Excerpted passage

Samantha drawz said:


> But if something scares him he will go potty out of control



Now that is just too funny!


----------



## Ridgetop

Many old timers may still believe not to get too familiar with your guardian dog.  Unfortunately it means that unsocialized LGDs can be hard to handle and work with.  Most of us here have small flocks and acreage and our dogs are both protectors and family - even if they never come inside.  It can be hard for a new LGD owner to realize the balance between a working dog and turning a cute fluff ball into a house dog that wants to bond with family instead of the flock.  Training makes the difference between the mediocre, good and great LGDs.  A great LGD can still be a great family dog!  A great family dog doesn't always make a great LGD.  We all have different needs for our ranches - hopefully everyone has the dog they need and enjoy.  We have had many good LGDs but our current one (Rika - Anatolian) is above and beyond the best.  Good luck to all of you and your LGDs.  The laborer is worthy of his hire - don't forget to give them a thank you pat every day!


----------



## samssimonsays

Yes... it is very funny! excited, scared, you name it. Cat swats at him and he will lose all control   But we love him!

Point annotations for photos
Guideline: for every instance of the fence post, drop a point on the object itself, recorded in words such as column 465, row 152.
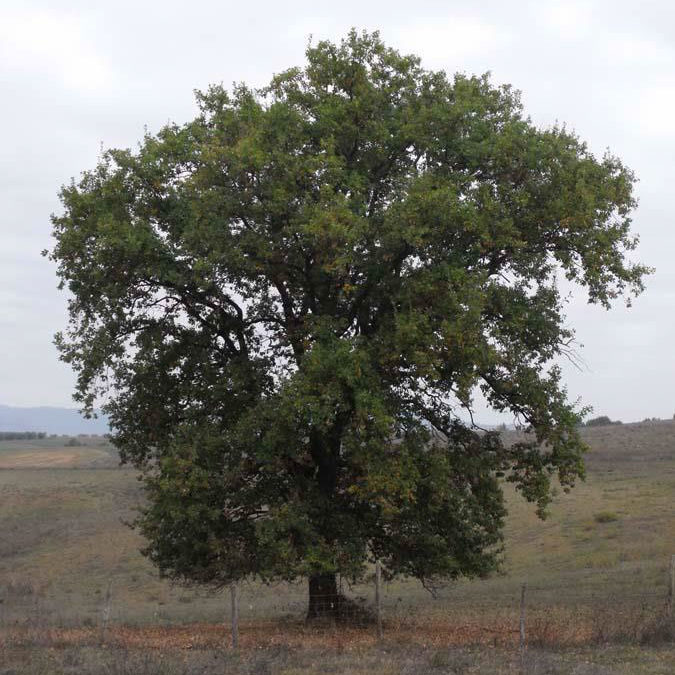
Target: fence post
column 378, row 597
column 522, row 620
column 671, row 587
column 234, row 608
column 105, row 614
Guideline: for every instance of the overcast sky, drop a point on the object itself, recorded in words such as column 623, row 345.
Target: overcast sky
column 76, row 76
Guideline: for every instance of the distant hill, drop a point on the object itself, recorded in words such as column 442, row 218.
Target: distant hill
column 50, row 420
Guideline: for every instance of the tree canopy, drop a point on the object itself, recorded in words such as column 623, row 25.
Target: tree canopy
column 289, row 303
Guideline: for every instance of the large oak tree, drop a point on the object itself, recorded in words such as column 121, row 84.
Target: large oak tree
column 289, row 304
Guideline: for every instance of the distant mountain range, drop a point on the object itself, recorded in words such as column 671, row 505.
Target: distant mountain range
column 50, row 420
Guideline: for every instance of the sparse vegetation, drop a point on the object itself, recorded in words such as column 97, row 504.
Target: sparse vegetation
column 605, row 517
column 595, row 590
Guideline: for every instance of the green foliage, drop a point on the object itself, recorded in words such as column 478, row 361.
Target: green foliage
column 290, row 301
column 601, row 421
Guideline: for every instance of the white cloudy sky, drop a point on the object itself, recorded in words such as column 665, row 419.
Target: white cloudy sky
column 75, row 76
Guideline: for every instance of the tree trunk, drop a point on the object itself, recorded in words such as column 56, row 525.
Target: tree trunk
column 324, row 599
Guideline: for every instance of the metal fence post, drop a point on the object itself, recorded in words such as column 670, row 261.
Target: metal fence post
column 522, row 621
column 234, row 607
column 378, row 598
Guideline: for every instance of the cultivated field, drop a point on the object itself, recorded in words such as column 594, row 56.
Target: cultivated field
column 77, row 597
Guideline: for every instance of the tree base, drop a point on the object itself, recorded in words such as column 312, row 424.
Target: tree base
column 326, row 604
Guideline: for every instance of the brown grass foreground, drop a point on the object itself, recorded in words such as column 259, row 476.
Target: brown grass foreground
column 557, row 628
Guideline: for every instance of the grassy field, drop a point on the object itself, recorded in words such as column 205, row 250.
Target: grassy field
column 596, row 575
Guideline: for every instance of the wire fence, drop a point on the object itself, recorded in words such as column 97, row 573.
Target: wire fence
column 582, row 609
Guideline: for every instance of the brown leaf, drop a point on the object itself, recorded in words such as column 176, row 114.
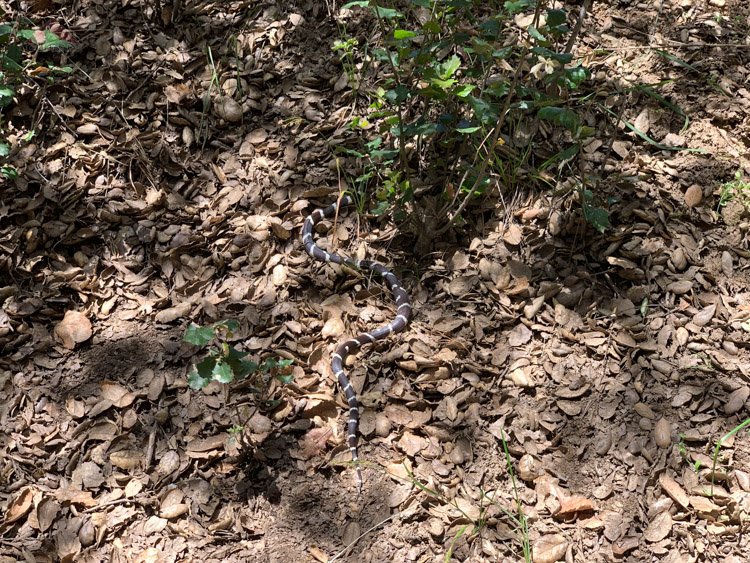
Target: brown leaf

Your tasks
• a. Recast the paragraph in the guardian dog thread that begins "Many old timers may still believe" as a bulleted list that keeps its main facts.
• b. List every username that appears in the guardian dog thread.
• c. Translate this sentence from the guardian dog thread into Spanish: "A great family dog doesn't always make a great LGD."

In response
• a.
- Many old timers may still believe you shouldn't get too familiar with a guardian dog, but unsocialized LGDs can be hard to handle and work with.
- Most people there have small flocks and acreage, and their dogs are both protectors and family, even if they never come inside.
- A new LGD owner can find it hard to balance a working dog against turning a cute fluff ball into a house dog that bonds with family instead of the flock.
- Training makes the difference between mediocre, good and great LGDs.
- A great LGD can still be a great family dog, but a great family dog doesn't always make a great LGD.
- Ranch needs differ, and hopefully everyone has the dog they need and enjoy.
- Of many good LGDs, the writer's current one, Rika, an Anatolian, is the best.
- Give your LGDs a thank-you pat every day.

• b.
- Samantha drawz
- Ridgetop
- samssimonsays

• c. Un gran perro de familia no siempre resulta un gran LGD.